* start *

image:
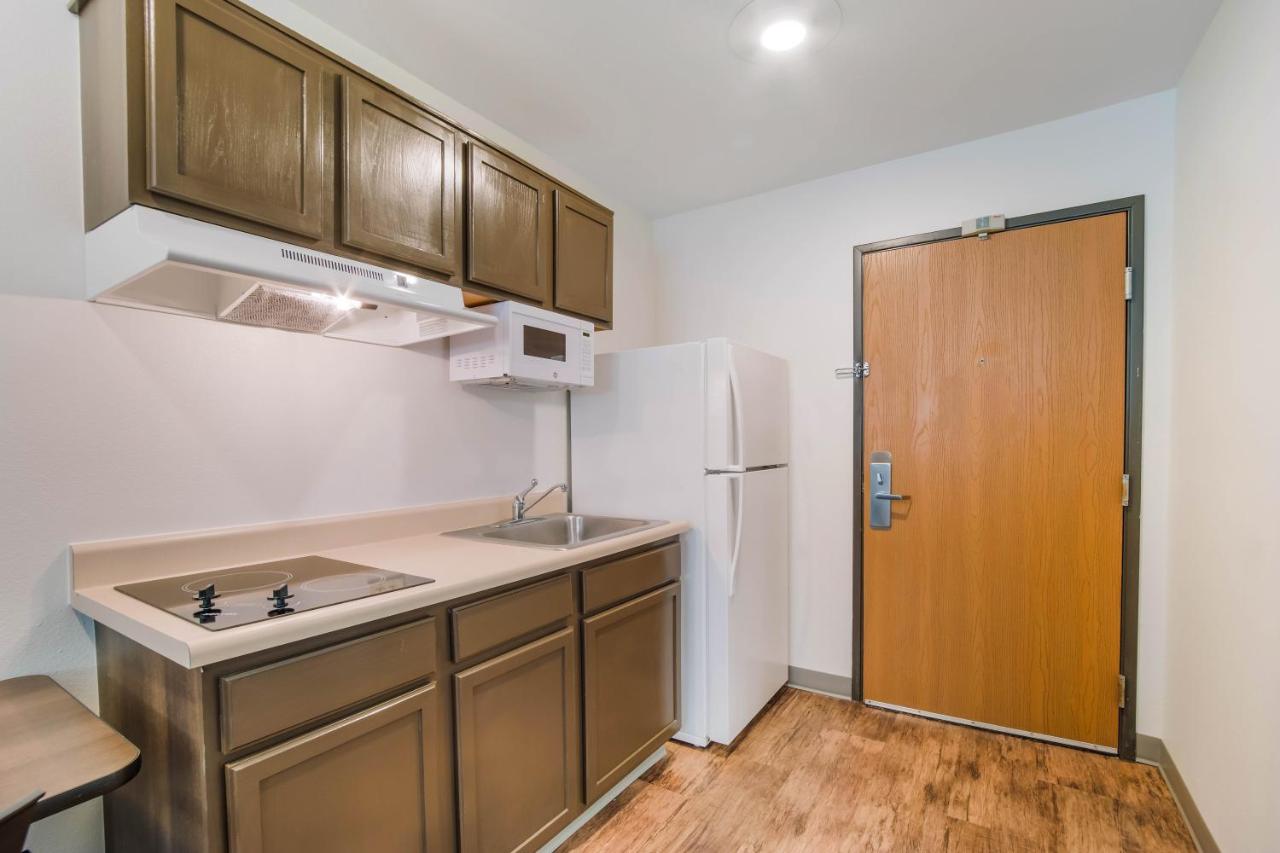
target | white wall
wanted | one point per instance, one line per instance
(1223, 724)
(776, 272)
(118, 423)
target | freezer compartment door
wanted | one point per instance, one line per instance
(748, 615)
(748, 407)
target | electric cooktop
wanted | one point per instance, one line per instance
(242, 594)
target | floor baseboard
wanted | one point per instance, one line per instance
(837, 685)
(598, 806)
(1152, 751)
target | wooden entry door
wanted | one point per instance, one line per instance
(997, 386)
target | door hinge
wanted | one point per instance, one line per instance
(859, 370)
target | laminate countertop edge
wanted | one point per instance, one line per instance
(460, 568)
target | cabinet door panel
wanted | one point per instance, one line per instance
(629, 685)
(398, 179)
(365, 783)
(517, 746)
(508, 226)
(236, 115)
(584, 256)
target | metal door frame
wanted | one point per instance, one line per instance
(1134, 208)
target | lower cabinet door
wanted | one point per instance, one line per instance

* end *

## Task requirements
Reproduce the whole listing with "electric cooktop" switched to "induction cooktop" and every other line left as it is. Leave out the pictures.

## Answer in full
image:
target | white wall
wanted | one point per instance, one line per instance
(1223, 724)
(776, 272)
(118, 423)
target | freezer compartment door
wanted | one point per instance, one line per instance
(748, 615)
(748, 407)
target | induction cooktop
wanted | one point per instance, one line per instance
(242, 594)
target | floor baseboard
wanted | one point per instance, one line per instance
(837, 685)
(598, 806)
(1152, 751)
target | wooden entry door
wanted | one point per instance, one line per instance
(997, 386)
target | door hinge
wanted | one point per instance, one line per instance
(859, 370)
target | laminate countertop edge
wanted | one point per instance, one line per instance
(460, 568)
target | cabinet door panel
wanted | one point per instance, one line per instance
(629, 685)
(398, 179)
(365, 783)
(517, 746)
(508, 226)
(236, 115)
(584, 256)
target | metal door frame
wanted | one point per instance, one line per instance
(1134, 208)
target | lower cabinet door
wanted | one point per instance, one line per instance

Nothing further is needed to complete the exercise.